***** Recorded data

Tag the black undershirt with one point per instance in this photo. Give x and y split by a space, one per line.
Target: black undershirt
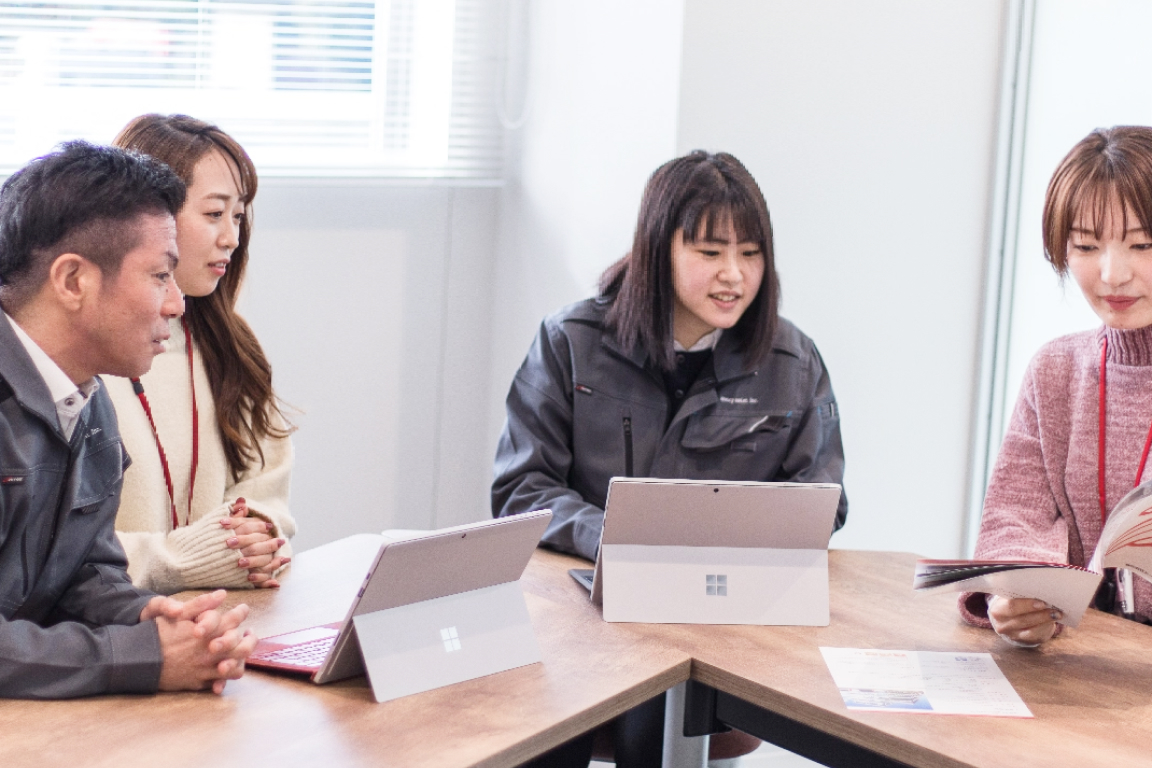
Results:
679 381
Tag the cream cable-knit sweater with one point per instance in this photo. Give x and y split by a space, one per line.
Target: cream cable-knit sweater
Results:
1043 501
195 555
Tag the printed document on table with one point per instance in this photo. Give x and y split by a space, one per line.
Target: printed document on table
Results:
923 681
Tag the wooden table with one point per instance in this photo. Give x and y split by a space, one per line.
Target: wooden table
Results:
591 673
1090 690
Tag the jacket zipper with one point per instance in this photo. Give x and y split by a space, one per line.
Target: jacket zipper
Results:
628 446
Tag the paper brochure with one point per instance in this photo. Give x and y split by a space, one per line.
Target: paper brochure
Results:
924 682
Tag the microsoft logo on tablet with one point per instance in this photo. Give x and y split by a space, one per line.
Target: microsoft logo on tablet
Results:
717 584
451 639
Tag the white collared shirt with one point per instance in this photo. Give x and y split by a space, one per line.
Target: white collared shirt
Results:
69 398
707 341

**********

The exercise => Can you repeat all the entries above with "Tag" replaced by "Mark" throughout, changing nothing else and leaving out the pictures?

Solution to the problem =>
Mark the black undershirt with one point per instance in this photo. Give x and y split by a space, one per line.
Target: black undershirt
Results:
679 381
Mark the cream cable-knit sweater with one point per instance in this photo. Give x and y split by a space, one per line.
Target: cream cable-knit sweater
Results:
1043 501
195 555
Mark the printed document on table with one point per instance in this photo. Give x and y split by a space, one per line.
Target: printed document on table
Results:
923 681
Mark the wooden table with one point per instance in this photo. Give x and y split by a space, one per line.
Target: wooden table
Results:
591 673
1090 690
Mark the jacket zipper with one point per instance in this photo. Give x and y split by a space, one per line.
Target: jacket zipper
Results:
628 446
Mark the paper brochure with one point per instance in this photo. Give x and y split by a space, one per line.
Target: paper brochure
Results:
924 682
Mark the microsoft logo on tablet with one point per instance in this photo. Give x and y split by a space, one per line.
Target: microsoft logo on tablet
Results:
717 584
451 639
Mark the white collared shirt with one point per instance in this photo. Give x and y split by a space, one per line.
Target: white collared shirt
Results:
69 398
707 341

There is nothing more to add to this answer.